## [What the task asks]
Extract every line of the material that contains the string "plate", treating uppercase and lowercase letters as different.

(Box-labeled dataset extracts)
┌────────
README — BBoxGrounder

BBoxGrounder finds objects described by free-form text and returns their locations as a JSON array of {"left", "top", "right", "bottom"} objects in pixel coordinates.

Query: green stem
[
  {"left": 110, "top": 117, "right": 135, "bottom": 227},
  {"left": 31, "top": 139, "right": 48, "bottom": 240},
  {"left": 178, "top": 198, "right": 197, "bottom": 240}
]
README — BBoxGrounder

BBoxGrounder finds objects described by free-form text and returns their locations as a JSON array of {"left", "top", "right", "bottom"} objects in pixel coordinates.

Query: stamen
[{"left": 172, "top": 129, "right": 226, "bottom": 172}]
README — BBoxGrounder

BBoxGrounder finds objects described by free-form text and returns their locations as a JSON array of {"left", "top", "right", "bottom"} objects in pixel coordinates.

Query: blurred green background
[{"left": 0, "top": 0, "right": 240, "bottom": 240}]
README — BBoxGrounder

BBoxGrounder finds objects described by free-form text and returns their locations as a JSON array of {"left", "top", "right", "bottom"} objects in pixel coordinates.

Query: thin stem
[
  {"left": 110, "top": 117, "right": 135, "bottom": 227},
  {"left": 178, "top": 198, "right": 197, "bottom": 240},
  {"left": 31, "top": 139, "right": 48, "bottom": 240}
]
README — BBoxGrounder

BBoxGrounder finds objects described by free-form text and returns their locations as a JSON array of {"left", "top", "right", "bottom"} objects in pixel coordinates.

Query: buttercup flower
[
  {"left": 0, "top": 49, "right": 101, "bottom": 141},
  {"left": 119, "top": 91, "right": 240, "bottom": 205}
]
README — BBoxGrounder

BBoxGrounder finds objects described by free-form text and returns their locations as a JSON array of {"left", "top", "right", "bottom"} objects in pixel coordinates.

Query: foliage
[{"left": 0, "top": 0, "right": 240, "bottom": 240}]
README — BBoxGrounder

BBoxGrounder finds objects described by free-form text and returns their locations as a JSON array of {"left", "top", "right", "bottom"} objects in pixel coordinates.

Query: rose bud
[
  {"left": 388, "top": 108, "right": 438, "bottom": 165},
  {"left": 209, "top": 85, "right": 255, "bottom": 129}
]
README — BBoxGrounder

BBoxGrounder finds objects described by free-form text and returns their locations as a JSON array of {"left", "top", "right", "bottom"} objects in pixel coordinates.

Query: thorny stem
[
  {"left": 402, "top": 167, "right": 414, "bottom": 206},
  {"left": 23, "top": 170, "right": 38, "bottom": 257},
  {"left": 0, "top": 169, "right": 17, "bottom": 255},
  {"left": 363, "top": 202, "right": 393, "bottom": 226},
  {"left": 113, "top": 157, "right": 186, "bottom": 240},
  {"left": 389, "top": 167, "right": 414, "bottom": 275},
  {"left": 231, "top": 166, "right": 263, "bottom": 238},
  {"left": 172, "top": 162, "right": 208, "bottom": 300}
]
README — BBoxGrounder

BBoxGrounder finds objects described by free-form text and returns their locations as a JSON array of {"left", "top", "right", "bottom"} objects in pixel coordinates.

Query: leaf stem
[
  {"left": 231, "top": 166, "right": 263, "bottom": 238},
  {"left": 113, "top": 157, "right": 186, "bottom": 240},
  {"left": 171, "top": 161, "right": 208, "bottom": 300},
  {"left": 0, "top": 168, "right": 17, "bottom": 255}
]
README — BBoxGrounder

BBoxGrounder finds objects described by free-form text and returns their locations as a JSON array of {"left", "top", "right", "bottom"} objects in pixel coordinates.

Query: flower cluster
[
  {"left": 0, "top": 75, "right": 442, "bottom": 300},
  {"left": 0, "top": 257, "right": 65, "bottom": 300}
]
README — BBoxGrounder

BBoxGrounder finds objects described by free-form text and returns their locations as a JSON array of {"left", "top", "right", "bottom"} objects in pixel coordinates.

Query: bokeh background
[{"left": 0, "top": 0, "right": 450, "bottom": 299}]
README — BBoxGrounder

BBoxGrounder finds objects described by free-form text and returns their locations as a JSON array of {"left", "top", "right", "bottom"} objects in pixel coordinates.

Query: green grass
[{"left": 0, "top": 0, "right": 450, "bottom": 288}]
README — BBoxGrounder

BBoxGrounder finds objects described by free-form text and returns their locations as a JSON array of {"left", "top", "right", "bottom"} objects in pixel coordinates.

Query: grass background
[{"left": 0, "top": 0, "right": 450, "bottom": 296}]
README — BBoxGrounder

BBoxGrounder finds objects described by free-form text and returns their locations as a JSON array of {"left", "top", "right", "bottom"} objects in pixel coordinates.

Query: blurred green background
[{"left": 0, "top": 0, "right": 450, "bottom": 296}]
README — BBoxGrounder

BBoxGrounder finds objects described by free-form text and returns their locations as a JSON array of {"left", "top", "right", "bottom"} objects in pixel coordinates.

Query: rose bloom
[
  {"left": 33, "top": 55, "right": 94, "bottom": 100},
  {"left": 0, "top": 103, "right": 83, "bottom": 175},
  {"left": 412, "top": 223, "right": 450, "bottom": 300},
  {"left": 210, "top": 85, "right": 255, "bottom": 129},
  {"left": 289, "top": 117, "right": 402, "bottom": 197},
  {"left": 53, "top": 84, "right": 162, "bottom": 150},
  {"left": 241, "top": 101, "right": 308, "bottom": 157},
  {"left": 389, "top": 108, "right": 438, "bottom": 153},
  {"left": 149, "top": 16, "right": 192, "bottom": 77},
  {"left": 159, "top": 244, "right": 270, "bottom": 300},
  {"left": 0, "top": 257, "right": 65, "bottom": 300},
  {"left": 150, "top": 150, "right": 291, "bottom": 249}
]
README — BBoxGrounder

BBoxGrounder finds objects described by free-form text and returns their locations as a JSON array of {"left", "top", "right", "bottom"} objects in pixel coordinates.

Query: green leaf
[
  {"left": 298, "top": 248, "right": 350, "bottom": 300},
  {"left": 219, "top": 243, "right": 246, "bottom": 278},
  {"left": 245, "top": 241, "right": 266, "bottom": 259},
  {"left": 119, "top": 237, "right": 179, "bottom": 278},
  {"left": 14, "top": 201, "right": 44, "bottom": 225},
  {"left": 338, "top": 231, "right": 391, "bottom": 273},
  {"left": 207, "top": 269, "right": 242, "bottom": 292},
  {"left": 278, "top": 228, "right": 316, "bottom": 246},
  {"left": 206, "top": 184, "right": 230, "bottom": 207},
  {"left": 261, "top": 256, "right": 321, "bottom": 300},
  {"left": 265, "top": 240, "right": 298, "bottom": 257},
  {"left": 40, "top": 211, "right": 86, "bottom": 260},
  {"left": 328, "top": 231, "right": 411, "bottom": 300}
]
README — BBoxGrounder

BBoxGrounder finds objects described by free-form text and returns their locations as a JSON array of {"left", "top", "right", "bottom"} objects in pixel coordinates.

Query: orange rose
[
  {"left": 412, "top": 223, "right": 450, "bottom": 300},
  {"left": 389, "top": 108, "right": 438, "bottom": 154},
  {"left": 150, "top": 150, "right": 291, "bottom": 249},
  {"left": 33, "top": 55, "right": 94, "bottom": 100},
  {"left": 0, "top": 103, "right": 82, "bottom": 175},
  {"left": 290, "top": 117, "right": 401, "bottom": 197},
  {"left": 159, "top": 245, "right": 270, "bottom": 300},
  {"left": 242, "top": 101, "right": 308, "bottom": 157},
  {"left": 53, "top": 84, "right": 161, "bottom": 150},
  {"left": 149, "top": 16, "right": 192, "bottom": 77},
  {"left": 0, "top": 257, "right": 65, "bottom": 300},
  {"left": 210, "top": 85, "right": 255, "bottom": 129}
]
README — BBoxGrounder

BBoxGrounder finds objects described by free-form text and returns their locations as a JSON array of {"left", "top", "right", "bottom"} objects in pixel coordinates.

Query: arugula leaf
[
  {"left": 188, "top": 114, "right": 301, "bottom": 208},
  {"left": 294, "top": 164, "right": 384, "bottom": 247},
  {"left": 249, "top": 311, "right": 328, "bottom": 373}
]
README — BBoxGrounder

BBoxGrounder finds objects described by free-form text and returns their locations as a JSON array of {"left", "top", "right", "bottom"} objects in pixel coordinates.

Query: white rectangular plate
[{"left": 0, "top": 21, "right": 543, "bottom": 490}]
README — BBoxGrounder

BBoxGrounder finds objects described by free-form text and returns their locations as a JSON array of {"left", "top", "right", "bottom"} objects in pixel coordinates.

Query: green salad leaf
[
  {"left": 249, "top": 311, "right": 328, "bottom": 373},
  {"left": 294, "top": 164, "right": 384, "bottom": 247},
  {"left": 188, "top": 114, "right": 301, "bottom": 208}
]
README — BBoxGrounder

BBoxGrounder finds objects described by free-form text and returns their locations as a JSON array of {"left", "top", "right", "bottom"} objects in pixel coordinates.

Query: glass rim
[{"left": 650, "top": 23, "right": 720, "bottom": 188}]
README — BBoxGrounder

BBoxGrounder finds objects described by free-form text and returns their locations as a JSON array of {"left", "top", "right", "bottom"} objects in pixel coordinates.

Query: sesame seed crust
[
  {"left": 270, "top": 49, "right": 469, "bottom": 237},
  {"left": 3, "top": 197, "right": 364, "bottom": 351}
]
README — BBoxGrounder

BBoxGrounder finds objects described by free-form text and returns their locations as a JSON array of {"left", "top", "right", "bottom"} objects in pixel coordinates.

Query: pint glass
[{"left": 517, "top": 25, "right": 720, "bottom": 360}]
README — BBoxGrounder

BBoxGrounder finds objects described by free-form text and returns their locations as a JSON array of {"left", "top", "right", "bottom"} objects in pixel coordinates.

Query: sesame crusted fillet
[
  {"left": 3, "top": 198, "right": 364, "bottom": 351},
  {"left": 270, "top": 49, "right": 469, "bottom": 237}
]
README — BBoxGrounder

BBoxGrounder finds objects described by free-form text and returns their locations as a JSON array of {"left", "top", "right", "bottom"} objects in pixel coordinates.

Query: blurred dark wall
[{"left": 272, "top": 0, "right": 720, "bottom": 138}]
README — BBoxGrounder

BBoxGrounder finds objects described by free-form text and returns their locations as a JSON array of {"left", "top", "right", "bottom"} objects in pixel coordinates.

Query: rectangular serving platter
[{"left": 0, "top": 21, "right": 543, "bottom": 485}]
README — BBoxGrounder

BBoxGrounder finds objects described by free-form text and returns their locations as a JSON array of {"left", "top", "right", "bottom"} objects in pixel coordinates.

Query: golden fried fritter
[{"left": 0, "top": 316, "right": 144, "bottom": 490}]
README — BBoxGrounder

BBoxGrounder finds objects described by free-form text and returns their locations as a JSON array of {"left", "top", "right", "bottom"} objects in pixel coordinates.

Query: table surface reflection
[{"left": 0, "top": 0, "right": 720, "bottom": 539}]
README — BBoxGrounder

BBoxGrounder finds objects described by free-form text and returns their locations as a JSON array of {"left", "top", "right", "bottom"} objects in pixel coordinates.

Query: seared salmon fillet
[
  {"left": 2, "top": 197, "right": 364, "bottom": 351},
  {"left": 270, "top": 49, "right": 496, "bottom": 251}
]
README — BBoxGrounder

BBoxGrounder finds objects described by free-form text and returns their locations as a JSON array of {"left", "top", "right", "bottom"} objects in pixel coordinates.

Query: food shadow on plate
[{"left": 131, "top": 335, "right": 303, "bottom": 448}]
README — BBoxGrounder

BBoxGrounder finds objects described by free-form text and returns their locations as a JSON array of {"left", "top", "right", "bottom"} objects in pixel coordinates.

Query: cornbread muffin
└────────
## [Task response]
Query: white rectangular plate
Query: food shadow on plate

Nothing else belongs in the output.